| CONSEGNA |
Individua nel materiale qui sotto ogni riga in cui compare la parola "bird" e trascrivile tutte.

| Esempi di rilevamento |
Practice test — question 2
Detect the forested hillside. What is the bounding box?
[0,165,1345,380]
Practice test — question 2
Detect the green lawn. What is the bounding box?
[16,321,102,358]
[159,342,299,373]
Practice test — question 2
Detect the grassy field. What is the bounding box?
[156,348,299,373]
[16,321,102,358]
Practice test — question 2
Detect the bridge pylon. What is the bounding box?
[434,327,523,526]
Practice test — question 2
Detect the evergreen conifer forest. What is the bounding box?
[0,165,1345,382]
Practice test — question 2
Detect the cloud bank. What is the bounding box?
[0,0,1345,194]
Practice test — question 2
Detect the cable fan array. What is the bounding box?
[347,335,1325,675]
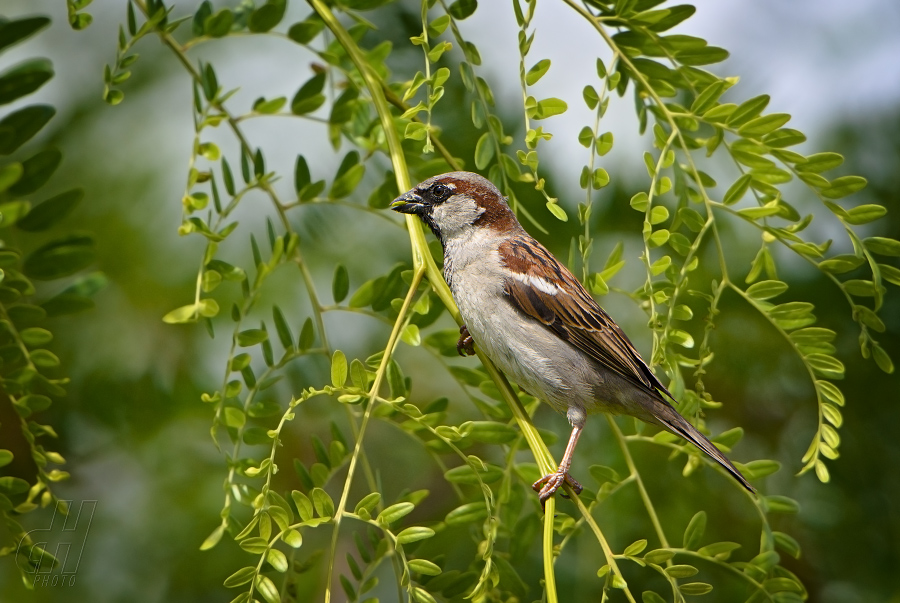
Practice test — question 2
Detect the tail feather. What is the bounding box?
[653,401,756,493]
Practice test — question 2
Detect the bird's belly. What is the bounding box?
[454,283,594,412]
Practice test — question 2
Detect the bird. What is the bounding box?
[390,172,755,506]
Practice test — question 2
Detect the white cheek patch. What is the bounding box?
[512,272,559,295]
[431,197,484,239]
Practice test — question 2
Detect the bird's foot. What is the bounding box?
[531,471,584,508]
[456,325,475,356]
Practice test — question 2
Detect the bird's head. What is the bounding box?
[391,172,520,243]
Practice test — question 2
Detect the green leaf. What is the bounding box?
[806,354,844,379]
[237,329,269,348]
[683,511,706,550]
[581,85,600,111]
[728,94,770,128]
[9,147,62,195]
[691,80,726,115]
[650,205,669,225]
[591,168,612,189]
[666,565,700,578]
[225,565,256,588]
[400,324,422,347]
[475,132,494,170]
[0,58,53,105]
[272,304,294,350]
[0,17,50,50]
[547,201,569,222]
[291,73,325,115]
[650,255,672,276]
[697,542,741,561]
[0,201,31,228]
[578,126,594,149]
[444,465,503,484]
[738,113,791,137]
[630,191,650,212]
[378,502,415,525]
[819,254,865,274]
[263,548,288,572]
[747,281,788,300]
[331,350,348,387]
[247,0,287,33]
[291,490,313,521]
[23,235,94,280]
[872,344,894,374]
[534,98,569,119]
[288,14,325,44]
[738,205,781,220]
[678,582,712,596]
[0,105,56,155]
[796,153,844,174]
[460,421,519,444]
[408,559,441,576]
[631,4,697,32]
[622,538,647,557]
[331,264,350,304]
[16,188,84,232]
[860,237,900,257]
[256,575,281,603]
[397,526,434,544]
[597,132,613,157]
[203,8,234,38]
[447,0,478,21]
[675,46,729,66]
[722,174,753,205]
[767,532,800,560]
[763,495,800,513]
[741,460,781,479]
[822,176,864,199]
[0,160,23,193]
[311,488,334,517]
[844,204,887,225]
[525,59,550,86]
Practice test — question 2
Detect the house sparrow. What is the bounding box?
[391,172,754,504]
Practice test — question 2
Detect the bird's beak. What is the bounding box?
[390,190,425,216]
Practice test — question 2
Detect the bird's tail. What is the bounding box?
[654,402,756,493]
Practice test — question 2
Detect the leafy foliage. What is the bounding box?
[59,0,900,602]
[0,17,104,588]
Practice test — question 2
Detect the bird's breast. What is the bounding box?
[445,251,593,412]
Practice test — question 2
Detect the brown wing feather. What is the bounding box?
[499,234,672,398]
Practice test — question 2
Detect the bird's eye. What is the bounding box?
[431,184,450,199]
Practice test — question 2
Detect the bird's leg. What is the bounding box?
[532,409,585,507]
[456,325,475,356]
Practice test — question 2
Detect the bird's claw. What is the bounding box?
[456,325,475,356]
[531,471,584,509]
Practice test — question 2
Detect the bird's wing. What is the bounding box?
[499,233,672,398]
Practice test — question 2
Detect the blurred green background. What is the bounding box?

| RISPOSTA |
Detect the bird's belly. What is the bounding box?
Detect the bird. What is the bounding box?
Detect the bird's foot. What is the bounding box?
Detect the bird's head. What is the bounding box?
Detect the bird's beak. What is the bounding box?
Detect the bird's tail. What is the bounding box?
Detect the bird's breast. What is the bounding box?
Detect the bird's eye. What is the bounding box?
Detect the bird's leg. What is the bounding box?
Detect the bird's claw. What is the bounding box?
Detect the bird's wing. What is the bounding box?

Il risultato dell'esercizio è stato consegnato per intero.